SHORT EXERCISE:
Reproduce every entry below word for word, leaving the pictures out.

-- -- --

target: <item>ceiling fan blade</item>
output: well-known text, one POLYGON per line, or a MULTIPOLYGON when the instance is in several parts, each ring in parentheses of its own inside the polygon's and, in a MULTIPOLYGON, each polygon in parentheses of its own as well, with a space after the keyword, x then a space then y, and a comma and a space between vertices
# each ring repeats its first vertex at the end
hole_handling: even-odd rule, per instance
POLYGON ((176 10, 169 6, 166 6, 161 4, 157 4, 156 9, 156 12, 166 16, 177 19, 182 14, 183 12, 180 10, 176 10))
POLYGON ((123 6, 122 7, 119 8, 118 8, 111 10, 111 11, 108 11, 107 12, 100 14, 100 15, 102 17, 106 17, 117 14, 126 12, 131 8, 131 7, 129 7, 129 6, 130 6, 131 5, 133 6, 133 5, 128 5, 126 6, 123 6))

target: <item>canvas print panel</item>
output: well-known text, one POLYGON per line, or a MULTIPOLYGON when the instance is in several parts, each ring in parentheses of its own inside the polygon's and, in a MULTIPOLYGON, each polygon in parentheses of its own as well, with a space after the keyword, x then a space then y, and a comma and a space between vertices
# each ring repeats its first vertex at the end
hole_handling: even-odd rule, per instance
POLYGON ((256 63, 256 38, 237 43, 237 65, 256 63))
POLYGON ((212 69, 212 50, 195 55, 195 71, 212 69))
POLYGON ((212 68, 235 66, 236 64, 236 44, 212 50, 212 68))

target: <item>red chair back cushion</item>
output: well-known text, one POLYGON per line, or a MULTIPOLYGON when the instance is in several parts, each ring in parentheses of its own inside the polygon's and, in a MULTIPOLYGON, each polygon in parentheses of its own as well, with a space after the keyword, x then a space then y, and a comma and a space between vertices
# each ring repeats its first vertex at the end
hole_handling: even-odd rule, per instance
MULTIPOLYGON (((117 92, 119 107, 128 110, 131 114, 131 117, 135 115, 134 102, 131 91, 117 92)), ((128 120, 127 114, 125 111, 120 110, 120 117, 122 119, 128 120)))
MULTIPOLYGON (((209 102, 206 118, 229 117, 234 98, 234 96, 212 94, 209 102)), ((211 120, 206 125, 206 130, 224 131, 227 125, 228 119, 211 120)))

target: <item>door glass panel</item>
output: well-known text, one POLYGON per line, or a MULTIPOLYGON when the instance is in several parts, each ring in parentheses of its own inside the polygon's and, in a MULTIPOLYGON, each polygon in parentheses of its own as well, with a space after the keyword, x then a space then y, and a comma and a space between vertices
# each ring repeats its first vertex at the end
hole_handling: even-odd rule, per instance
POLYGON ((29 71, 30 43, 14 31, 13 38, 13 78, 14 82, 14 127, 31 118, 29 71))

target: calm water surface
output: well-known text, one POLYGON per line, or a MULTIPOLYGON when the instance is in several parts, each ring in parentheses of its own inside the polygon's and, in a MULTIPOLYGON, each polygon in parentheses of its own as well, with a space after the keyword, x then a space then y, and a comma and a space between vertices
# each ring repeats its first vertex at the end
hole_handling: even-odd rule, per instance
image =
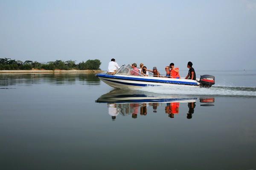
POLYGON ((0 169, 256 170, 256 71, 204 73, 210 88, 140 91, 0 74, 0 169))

-- -- --

TASK ANSWER:
target: <item>ceiling fan blade</item>
output: well-known text, one POLYGON per line, or a MULTIPOLYGON when the instance is in several parts, each ring in parentheses of its own inside the polygon's and, in a MULTIPOLYGON, each polygon in parentheses of its own as well, with a space after the keyword, x then a space then y, and a comma and a space between vertices
# each ring repeats its first vertex at the end
hole_handling: even-odd rule, per instance
POLYGON ((176 10, 169 6, 166 6, 161 4, 157 4, 156 9, 156 12, 166 16, 177 19, 182 14, 183 12, 180 10, 176 10))
POLYGON ((123 6, 122 7, 119 8, 118 8, 111 10, 111 11, 108 11, 107 12, 100 14, 100 15, 102 17, 106 17, 117 14, 126 12, 131 8, 131 7, 129 7, 129 6, 130 6, 131 5, 133 6, 133 5, 128 5, 126 6, 123 6))

target: <item>canvas print panel</item>
output: well-known text, one POLYGON per line, or a MULTIPOLYGON when the instance is in several parts, each ring in parentheses of its own inside the polygon's and, in a MULTIPOLYGON, each polygon in parentheses of its own as well, with a space after the keyword, x then a space then y, and a comma and a space between vertices
# each ring repeats its first vertex at the end
hole_handling: even-odd rule, per instance
POLYGON ((256 63, 256 38, 237 43, 237 65, 256 63))
POLYGON ((212 69, 212 50, 195 55, 195 71, 212 69))
POLYGON ((212 68, 235 66, 236 64, 236 44, 212 50, 212 68))

target: <item>red chair back cushion</item>
output: well-known text, one POLYGON per line, or a MULTIPOLYGON when the instance is in several parts, each ring in parentheses of its own inside the polygon's and, in a MULTIPOLYGON, each polygon in parentheses of its own as well, with a space after the keyword, x then a space then y, and a comma and a space between vertices
# each ring repeats its first vertex at the end
hole_handling: even-odd rule, per instance
MULTIPOLYGON (((117 92, 119 107, 128 110, 131 114, 131 117, 135 115, 134 102, 131 91, 117 92)), ((128 120, 127 114, 125 111, 120 110, 120 117, 122 119, 128 120)))
MULTIPOLYGON (((209 102, 206 118, 229 117, 234 98, 234 96, 212 94, 209 102)), ((211 120, 206 125, 206 130, 224 131, 227 125, 228 119, 211 120)))

target: <item>door glass panel</item>
output: well-known text, one POLYGON per line, or a MULTIPOLYGON when the instance is in several parts, each ring in parentheses of its own inside the polygon's and, in a MULTIPOLYGON, each polygon in parentheses of its own as well, with a space after the keyword, x then a space then y, and a comma and a space between vertices
# each ring repeats its first vertex at the end
hole_handling: even-odd rule, per instance
POLYGON ((29 71, 30 43, 14 31, 13 38, 13 78, 14 82, 14 127, 31 118, 29 71))

target: calm water surface
output: well-known text, one POLYGON per line, or a MULTIPOLYGON when the instance is in several parts, each ring in parentheses of its own inside the polygon's and, in a MULTIPOLYGON, each polygon in parentheses of its own as well, with a space after the keyword, x then a space then y, and a comma and a space between vertices
# each ring repeats its first vertex at the end
hole_handling: even-odd rule, per instance
image =
POLYGON ((0 169, 256 170, 256 71, 204 73, 210 88, 140 91, 0 74, 0 169))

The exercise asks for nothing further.